▸ Data provided
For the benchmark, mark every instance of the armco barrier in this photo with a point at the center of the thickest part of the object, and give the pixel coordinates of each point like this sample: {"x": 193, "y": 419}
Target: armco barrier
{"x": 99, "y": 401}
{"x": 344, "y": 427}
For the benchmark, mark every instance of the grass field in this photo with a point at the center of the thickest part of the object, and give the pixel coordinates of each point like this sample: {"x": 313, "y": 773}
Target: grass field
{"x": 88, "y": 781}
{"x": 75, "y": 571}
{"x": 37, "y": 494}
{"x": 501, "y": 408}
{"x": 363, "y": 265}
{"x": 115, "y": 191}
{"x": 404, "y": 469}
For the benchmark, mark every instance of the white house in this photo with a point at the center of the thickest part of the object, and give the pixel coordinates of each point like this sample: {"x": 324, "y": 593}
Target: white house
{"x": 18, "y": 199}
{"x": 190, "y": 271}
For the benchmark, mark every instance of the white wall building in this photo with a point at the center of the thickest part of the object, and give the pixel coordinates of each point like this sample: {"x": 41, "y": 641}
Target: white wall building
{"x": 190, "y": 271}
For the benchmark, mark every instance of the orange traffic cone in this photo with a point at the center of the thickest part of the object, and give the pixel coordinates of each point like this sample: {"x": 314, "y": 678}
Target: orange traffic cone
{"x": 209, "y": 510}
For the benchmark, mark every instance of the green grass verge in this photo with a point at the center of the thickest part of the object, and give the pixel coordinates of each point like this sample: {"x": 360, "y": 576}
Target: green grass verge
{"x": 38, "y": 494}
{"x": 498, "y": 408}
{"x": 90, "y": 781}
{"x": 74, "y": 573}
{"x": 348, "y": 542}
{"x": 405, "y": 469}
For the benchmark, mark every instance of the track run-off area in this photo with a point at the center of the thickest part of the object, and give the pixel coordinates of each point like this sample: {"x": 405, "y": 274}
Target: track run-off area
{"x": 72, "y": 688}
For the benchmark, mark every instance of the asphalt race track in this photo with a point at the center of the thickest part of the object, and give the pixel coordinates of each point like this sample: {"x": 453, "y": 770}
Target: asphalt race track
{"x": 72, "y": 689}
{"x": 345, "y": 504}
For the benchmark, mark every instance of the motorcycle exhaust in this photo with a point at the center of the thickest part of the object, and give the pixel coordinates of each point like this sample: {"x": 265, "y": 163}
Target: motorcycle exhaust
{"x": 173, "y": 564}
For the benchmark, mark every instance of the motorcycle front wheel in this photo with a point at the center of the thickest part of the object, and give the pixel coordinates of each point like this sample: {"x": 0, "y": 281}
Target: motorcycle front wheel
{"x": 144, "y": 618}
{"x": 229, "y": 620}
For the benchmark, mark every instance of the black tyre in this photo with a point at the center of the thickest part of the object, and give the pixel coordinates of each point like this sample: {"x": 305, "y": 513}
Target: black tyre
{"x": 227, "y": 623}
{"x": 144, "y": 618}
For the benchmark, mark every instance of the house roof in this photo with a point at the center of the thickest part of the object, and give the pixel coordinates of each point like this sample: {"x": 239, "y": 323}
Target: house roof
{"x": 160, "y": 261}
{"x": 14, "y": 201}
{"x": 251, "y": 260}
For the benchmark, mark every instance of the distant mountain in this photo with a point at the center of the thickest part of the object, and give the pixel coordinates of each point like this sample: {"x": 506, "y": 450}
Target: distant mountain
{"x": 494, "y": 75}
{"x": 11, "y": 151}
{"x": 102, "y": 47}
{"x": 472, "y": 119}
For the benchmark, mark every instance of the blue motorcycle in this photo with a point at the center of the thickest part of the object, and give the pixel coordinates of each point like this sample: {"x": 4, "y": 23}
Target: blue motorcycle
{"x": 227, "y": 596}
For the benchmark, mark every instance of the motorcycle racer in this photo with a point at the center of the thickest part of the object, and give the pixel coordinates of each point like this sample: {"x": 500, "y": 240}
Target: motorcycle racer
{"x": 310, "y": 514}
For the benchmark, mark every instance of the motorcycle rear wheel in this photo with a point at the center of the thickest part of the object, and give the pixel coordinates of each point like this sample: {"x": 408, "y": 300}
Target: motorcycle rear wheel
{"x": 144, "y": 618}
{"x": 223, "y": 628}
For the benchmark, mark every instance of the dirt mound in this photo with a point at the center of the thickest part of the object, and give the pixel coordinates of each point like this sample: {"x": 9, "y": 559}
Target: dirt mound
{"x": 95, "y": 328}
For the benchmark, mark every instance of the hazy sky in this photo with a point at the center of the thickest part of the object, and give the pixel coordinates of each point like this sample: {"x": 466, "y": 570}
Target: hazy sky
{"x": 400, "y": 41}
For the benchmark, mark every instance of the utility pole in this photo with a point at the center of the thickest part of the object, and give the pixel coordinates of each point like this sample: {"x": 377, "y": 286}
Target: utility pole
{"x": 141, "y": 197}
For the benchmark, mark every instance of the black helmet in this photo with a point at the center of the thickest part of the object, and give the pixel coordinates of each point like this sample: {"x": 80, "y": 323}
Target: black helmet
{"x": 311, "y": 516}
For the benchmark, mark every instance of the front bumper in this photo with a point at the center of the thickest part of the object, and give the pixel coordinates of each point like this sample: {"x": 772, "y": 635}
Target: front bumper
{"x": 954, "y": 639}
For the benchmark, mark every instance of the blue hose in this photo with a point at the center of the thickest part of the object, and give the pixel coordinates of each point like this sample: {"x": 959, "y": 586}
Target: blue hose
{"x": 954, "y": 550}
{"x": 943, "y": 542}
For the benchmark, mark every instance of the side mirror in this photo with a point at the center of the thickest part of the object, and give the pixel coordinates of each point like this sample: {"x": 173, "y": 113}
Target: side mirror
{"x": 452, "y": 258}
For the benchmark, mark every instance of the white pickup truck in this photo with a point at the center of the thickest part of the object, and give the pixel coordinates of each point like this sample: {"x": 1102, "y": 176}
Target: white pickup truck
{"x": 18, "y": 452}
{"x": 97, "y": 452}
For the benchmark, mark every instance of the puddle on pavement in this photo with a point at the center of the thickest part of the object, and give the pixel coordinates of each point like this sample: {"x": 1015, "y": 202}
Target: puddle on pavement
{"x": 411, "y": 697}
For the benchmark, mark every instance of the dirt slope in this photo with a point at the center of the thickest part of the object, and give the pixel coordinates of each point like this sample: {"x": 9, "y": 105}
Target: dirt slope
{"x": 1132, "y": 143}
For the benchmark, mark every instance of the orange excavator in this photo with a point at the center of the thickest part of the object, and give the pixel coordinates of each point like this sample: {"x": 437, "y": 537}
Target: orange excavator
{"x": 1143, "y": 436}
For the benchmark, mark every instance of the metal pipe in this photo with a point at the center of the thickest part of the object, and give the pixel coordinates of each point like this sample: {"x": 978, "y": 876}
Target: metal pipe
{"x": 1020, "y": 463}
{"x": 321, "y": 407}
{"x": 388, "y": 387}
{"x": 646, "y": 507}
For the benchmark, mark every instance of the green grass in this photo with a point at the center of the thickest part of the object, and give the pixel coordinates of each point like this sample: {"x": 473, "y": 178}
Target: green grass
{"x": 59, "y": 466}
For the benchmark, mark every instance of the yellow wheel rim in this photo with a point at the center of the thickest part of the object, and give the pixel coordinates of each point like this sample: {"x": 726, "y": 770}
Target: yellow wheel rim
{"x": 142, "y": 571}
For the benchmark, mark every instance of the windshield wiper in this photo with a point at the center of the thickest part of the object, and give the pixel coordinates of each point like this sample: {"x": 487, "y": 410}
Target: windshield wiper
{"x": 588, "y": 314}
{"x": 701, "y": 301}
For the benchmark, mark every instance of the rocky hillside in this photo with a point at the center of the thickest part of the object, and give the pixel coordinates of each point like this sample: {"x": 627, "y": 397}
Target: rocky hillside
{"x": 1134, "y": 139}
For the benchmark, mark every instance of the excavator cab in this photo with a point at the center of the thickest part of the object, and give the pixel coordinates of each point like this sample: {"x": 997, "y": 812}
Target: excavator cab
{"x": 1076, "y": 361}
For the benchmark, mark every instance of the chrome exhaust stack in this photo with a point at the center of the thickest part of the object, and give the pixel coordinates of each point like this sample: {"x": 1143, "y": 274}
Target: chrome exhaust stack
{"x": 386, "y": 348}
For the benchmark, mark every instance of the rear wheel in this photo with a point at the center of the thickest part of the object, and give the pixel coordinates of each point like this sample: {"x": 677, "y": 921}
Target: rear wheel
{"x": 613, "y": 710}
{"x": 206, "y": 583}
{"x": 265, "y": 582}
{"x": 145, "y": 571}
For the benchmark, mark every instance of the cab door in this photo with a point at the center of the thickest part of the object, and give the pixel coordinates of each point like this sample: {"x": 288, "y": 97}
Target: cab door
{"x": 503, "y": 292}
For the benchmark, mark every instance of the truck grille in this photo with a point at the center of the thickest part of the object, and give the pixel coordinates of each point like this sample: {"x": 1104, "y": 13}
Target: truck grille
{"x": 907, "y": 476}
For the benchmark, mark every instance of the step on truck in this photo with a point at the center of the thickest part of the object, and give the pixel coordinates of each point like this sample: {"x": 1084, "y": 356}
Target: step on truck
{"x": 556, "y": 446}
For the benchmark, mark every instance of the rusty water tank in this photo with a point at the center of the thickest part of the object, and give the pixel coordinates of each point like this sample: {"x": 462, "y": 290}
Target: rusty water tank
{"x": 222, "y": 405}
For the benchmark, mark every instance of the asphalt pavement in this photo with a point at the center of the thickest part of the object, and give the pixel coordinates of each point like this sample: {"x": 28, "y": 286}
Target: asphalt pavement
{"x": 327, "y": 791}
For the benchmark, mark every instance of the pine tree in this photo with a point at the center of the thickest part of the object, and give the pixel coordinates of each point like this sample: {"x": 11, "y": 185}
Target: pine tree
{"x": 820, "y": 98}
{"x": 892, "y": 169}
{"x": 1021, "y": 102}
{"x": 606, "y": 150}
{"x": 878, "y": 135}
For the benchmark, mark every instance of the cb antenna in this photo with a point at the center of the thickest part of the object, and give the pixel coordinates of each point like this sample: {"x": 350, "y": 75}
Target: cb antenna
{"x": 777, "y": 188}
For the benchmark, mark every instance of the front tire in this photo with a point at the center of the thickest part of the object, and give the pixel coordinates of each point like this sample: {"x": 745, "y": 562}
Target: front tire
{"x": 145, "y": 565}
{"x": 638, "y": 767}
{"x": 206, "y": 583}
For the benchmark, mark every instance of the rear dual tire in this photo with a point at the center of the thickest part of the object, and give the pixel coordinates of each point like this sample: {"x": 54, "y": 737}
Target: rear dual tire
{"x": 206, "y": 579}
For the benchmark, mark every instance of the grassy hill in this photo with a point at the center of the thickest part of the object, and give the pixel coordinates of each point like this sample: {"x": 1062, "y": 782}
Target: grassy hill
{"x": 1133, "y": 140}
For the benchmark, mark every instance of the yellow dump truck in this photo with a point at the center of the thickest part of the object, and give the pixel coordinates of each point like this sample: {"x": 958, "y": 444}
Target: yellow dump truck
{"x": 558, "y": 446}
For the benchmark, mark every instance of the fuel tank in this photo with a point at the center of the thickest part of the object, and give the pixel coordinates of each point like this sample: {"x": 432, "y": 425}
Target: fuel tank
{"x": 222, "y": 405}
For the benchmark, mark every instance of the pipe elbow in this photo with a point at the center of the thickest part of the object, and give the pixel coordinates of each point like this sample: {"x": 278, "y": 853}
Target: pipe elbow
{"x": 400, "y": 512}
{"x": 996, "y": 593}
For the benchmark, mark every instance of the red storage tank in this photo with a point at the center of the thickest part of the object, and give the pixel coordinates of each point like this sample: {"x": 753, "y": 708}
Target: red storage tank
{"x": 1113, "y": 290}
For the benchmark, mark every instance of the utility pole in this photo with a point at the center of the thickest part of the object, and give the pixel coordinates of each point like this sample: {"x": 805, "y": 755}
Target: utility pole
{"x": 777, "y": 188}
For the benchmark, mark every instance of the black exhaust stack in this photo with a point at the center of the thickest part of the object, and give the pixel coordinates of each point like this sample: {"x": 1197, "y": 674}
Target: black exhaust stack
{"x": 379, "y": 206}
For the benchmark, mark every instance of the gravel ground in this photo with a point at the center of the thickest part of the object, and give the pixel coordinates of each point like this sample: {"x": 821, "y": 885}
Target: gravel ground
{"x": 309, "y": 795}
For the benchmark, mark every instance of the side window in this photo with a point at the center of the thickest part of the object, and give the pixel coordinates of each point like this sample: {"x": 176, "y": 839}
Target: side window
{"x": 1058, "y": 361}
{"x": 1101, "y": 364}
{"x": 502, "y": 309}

▸ Work instructions
Set down the data word for word, from the line containing "For the benchmark, mark every instance of the gravel" through the end of the data.

▸ Task solution
For the benchmark, mark every instance of the gravel ground in this photo with a point at the center of the thickest part of the object, and give the pixel coordinates of each point like this sample: {"x": 821, "y": 885}
Target: gravel ground
{"x": 309, "y": 795}
For the benchmark, mark every instance of the side window in this photo with a point at the center of the thickest part of the object, and give the pixel coordinates of each point like this sample: {"x": 176, "y": 839}
Target: side window
{"x": 1058, "y": 361}
{"x": 1101, "y": 364}
{"x": 502, "y": 309}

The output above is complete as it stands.